• [Tarefa proposta]: Segundo o trecho, a qual órgão Flávio Dino atribuiu a missão de constranger o Google?

• [Trecho]:
┄┄┄┄┄┄┄┄┄┄

O Google, que “ousou” manifestar sua posição aos que acessavam o site de buscas, foi alvo da fúria do ministro da Justiça, Flávio Dino. O comunista não pensou duas vezes antes de acionar um aparelho do próprio ministério contra a empresa. Dino encontrou uma filigrana menor para abrir a brecha que precisava: colocar a desconhecida Secretaria Nacional do Consumidor (que fica sob sua tutela) na missão de constranger o Google. Assim, sem qualquer cerimônia. Difícil imaginar o que faria Dino com ainda mais poder? Nem um pouco.

O argumento (pífio, risível, torpe e desqualificado) foi o de que o comunicado do Google, em que o site expressava a sua opinião, deveria ser classificado como publicidade, já que a plataforma de busca não é uma empresa jornalística, portanto não poderia publicar um editorial (como fazem veículos de imprensa). Um absurdo típico de tiranias. O texto publicado era assinado, estava facilmente identificado e de maneira clara trazia as razões da empresa, com as quais pode-se concordar ou discordar.

Do outro lado da Praça dos Três Poderes, não demorou para que Alexandre de Moraes mostrasse as garras. O ministro que inaugurou uma nova era no Supremo Tribunal Federal (a da autossuficiência) determinou que os gestores do Google, Meta (Facebook e Instagram) e Spotify prestassem esclarecimentos para a Polícia Federal. Sob qual argumento? Qual crime? O de se posicionarem sobre algo que toca diretamente os seus negócios? É coisa típica de Estado policialesco, que muito lembra Stasi e KGB.

Se é assim, os veículos de imprensa que se posicionaram a favor do PL 2630 precisariam ser também convocados a dar explicações, algo igualmente absurdo. Minha crítica, neste caso, é outra: a falta de transparência e honestidade de algumas empresas jornalísticas, especialmente quando produzem editoriais travestidos de reportagem. Isso é um atentado contra a inteligência do leitor, ouvinte ou telespectador. De resto, que defendam o que acharem correto, desde que sejam honestos com o público.

Além das demonstrações de força, produzindo coerção e constrangimento, o governo utilizou também o nosso dinheiro, com a liberação de emendas para parlamentares – algo em torno de 10 bilhões de reais. Em casos assim, a única dúvida é se estamos diante de compra de votos ou aluguel de consciências. E, claro, surgiram velhos e surrados argumentos que não param em pé, como o pecado do lucro (“são empresas bilionárias”).

┄┄┄┄┄┄┄┄┄┄

• [Extrato de dados]:
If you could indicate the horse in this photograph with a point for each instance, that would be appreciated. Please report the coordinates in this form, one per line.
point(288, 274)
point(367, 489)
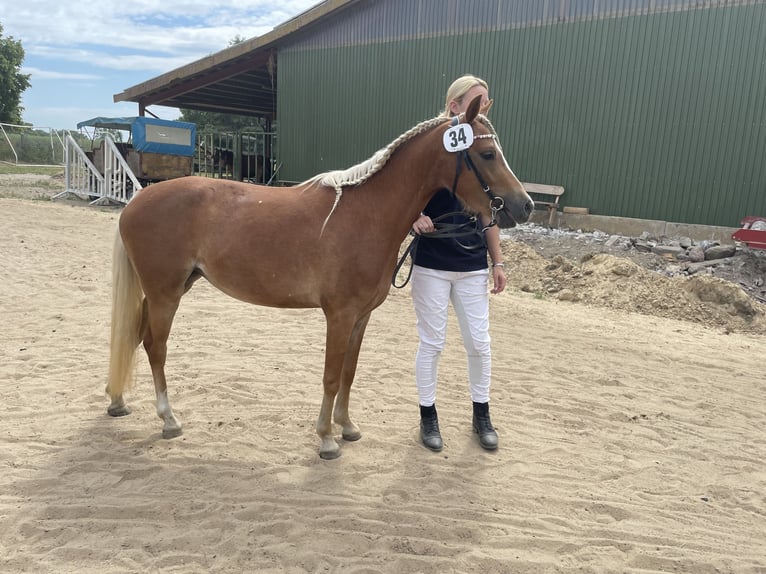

┄┄┄┄┄┄┄┄┄┄

• [Resultado]: À Secretaria Nacional do Consumidor.